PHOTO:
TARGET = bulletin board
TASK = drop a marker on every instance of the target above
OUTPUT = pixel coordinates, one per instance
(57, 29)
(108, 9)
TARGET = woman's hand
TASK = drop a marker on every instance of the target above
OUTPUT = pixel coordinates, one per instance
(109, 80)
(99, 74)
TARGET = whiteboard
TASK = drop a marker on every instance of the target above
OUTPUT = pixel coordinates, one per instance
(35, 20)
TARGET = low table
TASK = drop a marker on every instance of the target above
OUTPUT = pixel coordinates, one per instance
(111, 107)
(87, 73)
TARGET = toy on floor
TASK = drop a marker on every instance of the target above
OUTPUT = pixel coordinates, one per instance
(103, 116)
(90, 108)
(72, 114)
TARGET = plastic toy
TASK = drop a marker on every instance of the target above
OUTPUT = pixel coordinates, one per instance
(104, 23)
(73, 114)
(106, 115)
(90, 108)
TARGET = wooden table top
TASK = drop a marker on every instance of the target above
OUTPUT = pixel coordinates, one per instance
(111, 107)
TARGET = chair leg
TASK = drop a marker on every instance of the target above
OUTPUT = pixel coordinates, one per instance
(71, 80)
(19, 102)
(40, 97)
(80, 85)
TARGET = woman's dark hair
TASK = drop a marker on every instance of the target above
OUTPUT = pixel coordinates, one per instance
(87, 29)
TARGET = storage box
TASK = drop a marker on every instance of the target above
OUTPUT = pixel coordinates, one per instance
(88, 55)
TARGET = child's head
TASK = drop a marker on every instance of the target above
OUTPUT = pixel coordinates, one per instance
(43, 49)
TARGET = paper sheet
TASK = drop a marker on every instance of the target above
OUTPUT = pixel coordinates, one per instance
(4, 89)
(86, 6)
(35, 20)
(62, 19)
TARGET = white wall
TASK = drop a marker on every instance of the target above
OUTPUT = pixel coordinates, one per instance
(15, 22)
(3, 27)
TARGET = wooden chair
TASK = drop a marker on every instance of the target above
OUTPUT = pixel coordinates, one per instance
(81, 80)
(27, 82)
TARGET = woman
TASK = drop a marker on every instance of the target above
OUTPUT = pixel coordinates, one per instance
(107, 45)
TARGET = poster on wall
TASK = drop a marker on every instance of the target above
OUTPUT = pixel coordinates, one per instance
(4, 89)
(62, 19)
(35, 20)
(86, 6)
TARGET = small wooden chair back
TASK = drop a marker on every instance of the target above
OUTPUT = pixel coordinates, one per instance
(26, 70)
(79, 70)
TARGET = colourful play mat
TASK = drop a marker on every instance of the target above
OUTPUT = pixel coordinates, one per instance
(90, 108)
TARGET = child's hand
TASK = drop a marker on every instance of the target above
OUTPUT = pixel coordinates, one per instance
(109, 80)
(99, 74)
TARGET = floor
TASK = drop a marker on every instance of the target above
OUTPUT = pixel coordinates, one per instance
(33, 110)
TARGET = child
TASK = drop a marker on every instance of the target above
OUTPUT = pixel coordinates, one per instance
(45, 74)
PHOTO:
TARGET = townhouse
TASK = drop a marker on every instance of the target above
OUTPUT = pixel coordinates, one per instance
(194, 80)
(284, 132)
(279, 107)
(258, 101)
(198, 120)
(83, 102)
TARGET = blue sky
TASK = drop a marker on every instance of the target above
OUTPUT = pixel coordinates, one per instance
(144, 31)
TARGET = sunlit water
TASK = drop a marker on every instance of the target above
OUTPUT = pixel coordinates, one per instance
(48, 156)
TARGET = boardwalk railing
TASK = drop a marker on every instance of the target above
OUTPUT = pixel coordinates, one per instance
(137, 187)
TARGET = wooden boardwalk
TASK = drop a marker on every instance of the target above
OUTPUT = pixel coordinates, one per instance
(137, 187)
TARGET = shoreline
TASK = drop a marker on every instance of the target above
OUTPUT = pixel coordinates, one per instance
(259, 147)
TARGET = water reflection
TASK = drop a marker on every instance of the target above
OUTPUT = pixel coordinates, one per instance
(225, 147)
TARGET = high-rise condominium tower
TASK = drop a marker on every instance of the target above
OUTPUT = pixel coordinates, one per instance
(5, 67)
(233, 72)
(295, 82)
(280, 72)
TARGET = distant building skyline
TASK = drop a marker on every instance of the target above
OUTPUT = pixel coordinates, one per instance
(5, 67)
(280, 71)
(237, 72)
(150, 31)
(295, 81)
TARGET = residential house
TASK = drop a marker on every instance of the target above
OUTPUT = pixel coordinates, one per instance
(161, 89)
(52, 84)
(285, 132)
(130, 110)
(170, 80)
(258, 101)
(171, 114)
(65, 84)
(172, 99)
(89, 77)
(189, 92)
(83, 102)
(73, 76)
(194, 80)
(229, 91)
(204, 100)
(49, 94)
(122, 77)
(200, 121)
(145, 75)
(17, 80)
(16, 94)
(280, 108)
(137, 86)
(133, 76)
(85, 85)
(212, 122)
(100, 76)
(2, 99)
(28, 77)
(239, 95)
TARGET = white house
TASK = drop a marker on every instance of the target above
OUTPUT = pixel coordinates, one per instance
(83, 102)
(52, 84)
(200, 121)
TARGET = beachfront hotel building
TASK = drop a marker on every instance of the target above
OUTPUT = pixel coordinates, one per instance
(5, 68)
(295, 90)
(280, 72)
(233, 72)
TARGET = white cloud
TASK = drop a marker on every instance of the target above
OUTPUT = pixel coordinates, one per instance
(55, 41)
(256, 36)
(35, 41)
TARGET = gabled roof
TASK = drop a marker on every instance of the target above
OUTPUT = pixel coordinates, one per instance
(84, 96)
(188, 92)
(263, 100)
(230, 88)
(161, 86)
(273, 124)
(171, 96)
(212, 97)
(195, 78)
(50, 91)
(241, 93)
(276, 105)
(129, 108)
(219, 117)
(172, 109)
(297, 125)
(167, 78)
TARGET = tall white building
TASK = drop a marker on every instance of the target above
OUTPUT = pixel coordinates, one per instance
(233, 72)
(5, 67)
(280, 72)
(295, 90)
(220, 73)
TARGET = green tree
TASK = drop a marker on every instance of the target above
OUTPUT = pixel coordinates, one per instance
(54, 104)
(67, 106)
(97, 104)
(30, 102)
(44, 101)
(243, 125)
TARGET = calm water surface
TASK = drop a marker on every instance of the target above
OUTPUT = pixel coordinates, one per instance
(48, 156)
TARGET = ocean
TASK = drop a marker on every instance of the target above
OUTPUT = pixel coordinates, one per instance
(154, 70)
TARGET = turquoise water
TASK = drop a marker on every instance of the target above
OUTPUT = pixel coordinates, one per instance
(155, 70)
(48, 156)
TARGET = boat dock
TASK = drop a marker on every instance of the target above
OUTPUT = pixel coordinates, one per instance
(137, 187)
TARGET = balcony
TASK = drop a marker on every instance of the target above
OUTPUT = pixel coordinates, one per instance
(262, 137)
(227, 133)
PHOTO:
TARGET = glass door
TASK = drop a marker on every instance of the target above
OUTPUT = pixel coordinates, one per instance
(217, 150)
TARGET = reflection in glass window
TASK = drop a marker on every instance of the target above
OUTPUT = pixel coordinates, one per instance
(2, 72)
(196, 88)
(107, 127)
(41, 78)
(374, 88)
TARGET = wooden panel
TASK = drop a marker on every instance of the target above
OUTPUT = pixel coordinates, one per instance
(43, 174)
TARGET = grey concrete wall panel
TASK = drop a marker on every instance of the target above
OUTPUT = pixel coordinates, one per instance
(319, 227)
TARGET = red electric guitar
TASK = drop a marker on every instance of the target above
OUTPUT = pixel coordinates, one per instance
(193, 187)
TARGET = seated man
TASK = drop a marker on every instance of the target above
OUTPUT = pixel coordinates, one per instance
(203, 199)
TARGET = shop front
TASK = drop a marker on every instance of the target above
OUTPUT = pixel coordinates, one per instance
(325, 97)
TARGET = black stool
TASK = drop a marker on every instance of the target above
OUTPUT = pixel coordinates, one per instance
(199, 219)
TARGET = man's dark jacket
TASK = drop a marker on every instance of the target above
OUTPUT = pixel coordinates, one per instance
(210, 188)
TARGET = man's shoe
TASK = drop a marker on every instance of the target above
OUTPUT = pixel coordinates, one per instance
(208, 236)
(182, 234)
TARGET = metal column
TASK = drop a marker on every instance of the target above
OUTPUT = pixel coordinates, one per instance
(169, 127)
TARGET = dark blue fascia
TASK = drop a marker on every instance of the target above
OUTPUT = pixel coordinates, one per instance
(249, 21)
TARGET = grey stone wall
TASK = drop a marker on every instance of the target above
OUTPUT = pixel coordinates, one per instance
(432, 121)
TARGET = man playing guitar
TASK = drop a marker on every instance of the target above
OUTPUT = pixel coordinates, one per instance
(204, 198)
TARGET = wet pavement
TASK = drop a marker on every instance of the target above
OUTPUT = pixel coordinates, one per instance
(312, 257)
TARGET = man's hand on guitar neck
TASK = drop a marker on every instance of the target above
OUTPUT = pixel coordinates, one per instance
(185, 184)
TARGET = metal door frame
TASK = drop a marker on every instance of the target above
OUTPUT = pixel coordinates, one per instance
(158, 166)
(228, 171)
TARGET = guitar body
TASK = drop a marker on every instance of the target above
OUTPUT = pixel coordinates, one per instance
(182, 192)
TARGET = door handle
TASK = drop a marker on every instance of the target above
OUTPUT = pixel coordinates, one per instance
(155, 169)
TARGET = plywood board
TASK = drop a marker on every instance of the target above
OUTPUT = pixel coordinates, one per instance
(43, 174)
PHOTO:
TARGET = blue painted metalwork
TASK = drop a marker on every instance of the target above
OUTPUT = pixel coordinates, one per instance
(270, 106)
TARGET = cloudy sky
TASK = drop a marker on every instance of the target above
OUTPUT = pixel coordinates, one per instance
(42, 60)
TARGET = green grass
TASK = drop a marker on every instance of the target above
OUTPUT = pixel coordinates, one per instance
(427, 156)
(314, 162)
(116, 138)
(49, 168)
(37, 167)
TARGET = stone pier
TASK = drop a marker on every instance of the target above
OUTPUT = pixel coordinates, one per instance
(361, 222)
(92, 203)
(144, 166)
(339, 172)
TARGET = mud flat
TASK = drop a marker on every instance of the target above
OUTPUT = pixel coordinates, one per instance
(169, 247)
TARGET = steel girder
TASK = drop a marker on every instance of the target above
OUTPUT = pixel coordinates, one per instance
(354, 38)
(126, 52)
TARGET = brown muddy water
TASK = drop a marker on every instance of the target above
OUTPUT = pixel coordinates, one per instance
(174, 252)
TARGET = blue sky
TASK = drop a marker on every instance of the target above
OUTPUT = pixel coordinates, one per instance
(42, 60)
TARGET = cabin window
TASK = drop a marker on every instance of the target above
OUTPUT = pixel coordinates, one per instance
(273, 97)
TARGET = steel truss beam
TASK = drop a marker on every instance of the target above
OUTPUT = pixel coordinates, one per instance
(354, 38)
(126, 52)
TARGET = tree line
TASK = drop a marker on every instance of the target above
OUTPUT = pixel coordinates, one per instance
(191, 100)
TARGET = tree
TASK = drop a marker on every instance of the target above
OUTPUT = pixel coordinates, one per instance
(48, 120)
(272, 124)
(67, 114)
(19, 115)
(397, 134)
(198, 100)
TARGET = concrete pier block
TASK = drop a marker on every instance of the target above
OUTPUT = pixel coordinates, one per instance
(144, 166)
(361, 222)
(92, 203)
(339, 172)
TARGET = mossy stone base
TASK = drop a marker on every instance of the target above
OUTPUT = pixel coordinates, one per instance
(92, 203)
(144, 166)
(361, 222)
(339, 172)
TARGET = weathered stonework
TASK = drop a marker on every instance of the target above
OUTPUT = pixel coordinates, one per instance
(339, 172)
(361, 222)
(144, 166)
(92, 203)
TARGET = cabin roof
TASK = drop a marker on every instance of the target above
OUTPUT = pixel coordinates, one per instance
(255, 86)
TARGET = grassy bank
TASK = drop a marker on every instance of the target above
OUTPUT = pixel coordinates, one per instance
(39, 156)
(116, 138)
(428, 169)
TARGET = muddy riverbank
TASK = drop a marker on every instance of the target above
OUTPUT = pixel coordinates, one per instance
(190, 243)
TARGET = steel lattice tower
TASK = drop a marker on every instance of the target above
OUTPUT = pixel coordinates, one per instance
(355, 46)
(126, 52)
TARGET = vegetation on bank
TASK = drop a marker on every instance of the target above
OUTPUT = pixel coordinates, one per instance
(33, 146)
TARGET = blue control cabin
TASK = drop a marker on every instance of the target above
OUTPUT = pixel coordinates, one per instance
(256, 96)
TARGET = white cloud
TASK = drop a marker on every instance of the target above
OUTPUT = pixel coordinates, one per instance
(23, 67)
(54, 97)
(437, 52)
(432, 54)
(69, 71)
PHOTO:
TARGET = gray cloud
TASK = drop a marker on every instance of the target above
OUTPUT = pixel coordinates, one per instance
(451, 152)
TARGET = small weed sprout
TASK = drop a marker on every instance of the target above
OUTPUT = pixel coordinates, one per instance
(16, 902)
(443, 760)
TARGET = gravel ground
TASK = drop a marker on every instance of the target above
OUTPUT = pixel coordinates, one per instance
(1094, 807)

+---+

■ Written exercise:
Return, without alteration, every line of the items from the line containing "TARGET = muddy riverbank" through the final line of the items, both included.

■ Answer to this problem:
TARGET = muddy riverbank
TASK = drop a marker on every instance of the target above
OUTPUT = pixel coordinates, one per instance
(190, 243)
TARGET = steel lattice tower
TASK = drop a marker on every instance of the target above
OUTPUT = pixel coordinates, one per instance
(355, 46)
(126, 52)
TARGET = vegetation on bank
TASK = drop a marker on every instance of the target above
OUTPUT = pixel coordinates, one per instance
(33, 146)
TARGET = blue control cabin
TASK = drop a marker on every instance of the target above
OUTPUT = pixel coordinates, one per instance
(256, 96)
TARGET = white cloud
TASK = drop a marker on every instance of the target above
OUTPUT = pixel coordinates, one per instance
(23, 67)
(54, 97)
(437, 52)
(432, 54)
(69, 71)
PHOTO:
TARGET = gray cloud
TASK = drop a marker on every instance of the target above
OUTPUT = pixel coordinates, one per instance
(451, 152)
TARGET = small weed sprout
TASK = drop a marker on every instance of the target above
OUTPUT = pixel coordinates, one per instance
(16, 902)
(443, 760)
TARGET = gravel ground
TASK = drop a marker on every instance of the target above
OUTPUT = pixel coordinates, one per instance
(1094, 807)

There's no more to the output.